BEGIN Data to use

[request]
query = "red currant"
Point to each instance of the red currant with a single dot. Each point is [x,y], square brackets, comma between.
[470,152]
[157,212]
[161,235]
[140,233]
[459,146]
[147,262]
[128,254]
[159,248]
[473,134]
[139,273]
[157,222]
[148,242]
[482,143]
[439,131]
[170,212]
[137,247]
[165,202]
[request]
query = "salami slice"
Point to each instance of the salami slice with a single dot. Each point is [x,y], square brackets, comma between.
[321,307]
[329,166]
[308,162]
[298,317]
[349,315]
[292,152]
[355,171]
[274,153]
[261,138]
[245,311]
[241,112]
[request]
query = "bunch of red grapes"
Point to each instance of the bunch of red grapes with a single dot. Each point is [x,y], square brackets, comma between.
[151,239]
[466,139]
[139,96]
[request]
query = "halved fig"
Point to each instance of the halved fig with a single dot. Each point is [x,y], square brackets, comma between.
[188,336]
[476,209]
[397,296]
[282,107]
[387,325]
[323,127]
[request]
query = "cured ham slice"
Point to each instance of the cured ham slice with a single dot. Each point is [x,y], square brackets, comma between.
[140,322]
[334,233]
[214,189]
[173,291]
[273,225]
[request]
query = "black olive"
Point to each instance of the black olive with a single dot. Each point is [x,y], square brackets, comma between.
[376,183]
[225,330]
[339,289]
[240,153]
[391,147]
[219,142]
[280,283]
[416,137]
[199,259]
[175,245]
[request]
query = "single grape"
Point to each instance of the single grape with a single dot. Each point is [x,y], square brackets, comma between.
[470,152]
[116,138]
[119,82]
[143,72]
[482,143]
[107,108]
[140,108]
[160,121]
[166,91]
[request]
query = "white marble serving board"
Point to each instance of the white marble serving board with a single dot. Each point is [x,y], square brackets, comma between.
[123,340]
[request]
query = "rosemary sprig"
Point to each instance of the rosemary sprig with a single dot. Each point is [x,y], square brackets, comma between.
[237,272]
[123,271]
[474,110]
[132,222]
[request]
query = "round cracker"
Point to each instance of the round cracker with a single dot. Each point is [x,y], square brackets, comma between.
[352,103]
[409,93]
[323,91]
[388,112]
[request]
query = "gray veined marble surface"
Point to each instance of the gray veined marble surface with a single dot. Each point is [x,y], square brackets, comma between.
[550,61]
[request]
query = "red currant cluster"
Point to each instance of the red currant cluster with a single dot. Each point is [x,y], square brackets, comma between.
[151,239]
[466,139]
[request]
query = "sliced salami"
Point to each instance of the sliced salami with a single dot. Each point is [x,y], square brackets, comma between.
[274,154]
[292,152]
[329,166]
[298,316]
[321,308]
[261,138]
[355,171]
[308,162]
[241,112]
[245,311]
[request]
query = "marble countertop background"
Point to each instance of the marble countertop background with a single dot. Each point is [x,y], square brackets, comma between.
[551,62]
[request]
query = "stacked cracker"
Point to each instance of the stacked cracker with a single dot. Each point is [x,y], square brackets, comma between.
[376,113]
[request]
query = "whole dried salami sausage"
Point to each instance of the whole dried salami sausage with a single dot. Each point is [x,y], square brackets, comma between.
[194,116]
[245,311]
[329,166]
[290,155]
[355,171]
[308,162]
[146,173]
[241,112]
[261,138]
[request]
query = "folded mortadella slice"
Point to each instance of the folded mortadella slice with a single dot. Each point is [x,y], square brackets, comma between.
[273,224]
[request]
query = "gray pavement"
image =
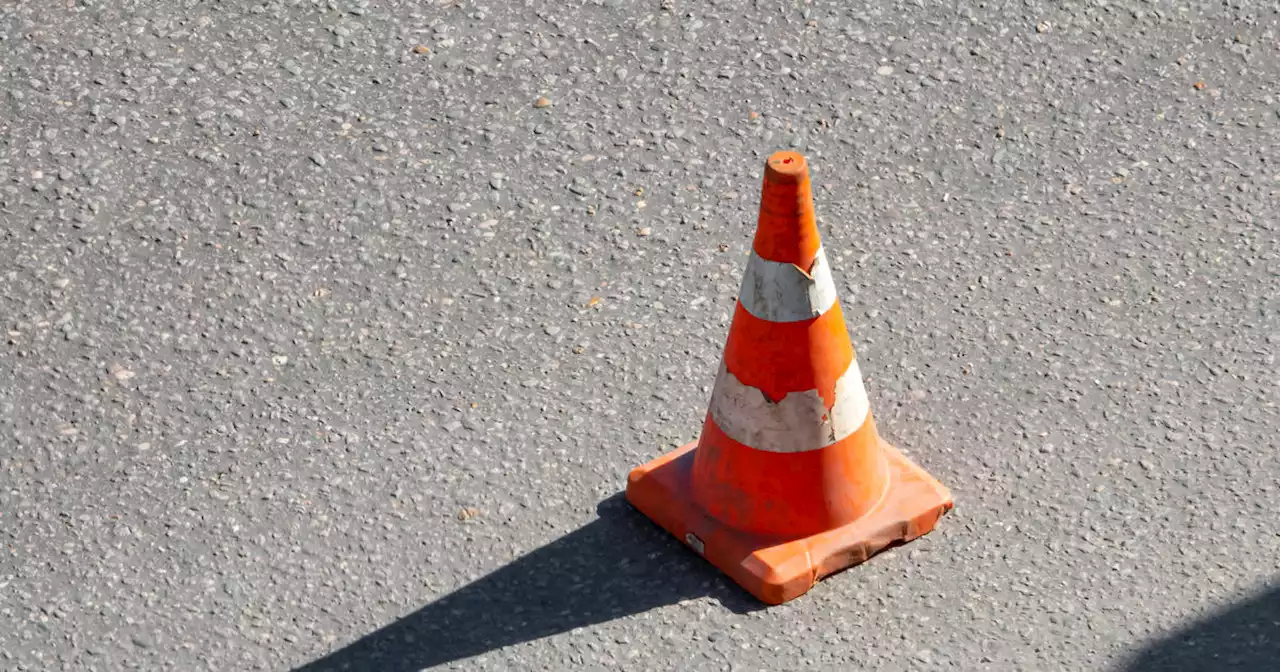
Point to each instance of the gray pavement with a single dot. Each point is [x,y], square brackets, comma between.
[327,342]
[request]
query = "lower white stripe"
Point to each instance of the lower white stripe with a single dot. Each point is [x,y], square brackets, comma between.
[785,292]
[800,421]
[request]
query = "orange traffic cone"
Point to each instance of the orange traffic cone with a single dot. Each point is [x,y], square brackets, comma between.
[789,481]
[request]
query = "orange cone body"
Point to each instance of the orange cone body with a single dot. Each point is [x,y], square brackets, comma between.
[790,480]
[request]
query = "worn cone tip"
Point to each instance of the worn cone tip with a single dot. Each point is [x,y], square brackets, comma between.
[786,168]
[786,229]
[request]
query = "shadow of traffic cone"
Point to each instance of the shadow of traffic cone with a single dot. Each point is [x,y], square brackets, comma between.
[790,480]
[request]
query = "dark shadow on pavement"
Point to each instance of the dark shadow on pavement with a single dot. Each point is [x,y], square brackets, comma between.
[1244,636]
[616,566]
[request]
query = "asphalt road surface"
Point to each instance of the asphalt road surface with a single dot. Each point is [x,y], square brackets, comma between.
[330,329]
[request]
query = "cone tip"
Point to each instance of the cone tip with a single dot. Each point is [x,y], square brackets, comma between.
[786,168]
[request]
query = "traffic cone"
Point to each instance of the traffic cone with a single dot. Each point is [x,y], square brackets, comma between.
[790,480]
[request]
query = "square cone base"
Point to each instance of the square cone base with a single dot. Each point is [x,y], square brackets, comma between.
[775,568]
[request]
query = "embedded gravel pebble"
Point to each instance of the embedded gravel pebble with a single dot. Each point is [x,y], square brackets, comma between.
[333,328]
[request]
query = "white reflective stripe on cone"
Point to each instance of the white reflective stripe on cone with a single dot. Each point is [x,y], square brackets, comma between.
[798,423]
[784,292]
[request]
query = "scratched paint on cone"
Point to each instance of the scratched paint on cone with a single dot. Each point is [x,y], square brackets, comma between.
[799,421]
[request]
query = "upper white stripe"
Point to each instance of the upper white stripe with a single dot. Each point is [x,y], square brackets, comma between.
[785,292]
[798,423]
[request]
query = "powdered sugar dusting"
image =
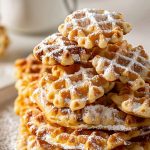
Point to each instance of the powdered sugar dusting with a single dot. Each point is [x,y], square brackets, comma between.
[8,128]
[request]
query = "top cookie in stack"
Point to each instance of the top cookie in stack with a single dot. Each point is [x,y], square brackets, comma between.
[95,93]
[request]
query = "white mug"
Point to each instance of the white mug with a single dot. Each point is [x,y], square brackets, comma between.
[34,16]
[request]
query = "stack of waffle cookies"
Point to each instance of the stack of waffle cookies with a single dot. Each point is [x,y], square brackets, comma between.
[85,88]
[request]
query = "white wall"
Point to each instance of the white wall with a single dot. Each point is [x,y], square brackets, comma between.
[137,12]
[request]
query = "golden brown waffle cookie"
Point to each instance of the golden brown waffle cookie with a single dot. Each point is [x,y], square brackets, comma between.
[30,67]
[4,40]
[57,49]
[75,87]
[130,66]
[94,27]
[28,141]
[75,139]
[133,102]
[98,115]
[22,104]
[136,146]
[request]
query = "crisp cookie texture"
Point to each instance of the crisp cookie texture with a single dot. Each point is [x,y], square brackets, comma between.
[75,86]
[99,115]
[144,145]
[29,67]
[133,102]
[129,65]
[56,49]
[28,141]
[28,71]
[4,40]
[94,27]
[76,139]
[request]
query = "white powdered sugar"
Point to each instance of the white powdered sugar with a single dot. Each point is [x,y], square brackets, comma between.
[8,128]
[92,17]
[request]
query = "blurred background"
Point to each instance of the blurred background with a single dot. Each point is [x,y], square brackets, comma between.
[27,22]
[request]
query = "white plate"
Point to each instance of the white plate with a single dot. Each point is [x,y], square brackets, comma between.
[8,119]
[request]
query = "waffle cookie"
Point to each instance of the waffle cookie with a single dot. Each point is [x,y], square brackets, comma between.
[99,115]
[30,67]
[136,146]
[28,141]
[75,87]
[76,139]
[4,40]
[28,71]
[57,49]
[130,66]
[94,27]
[133,102]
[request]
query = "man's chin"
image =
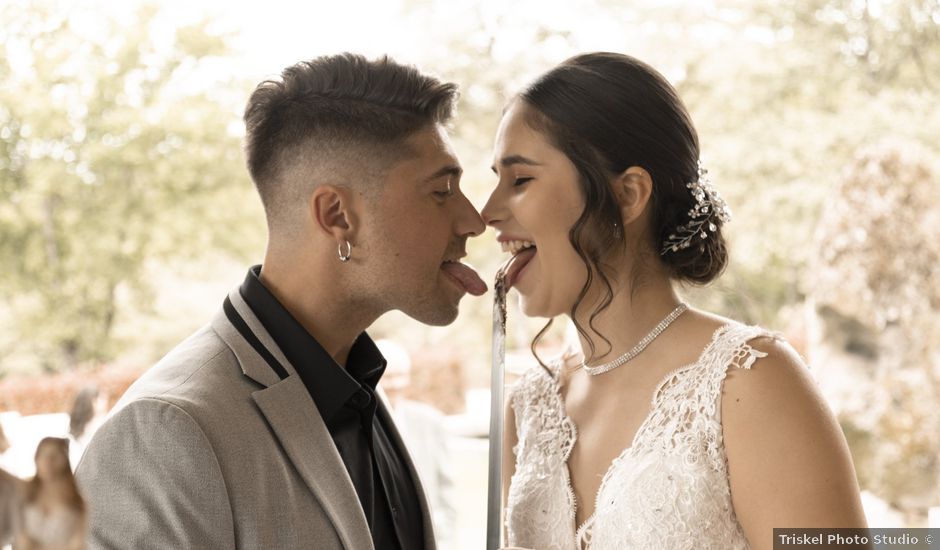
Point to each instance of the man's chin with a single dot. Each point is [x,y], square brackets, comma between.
[440,316]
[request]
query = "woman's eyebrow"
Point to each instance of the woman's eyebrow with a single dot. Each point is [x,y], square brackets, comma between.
[510,160]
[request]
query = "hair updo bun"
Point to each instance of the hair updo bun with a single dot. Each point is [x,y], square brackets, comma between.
[608,112]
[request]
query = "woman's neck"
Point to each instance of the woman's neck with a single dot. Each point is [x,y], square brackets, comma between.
[633,312]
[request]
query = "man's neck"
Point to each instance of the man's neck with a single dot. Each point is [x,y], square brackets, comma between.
[320,308]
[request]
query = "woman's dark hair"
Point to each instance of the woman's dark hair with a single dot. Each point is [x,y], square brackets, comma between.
[608,112]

END Data to use

Brief —
An exact copy of the entries from the line containing "Point to each instance of the woman's dark" through the last line is the expected answer.

Answer section —
Point to each instance of the woman's dark hair with a single dot. Each point is [x,y], square brackets, comma between.
[608,112]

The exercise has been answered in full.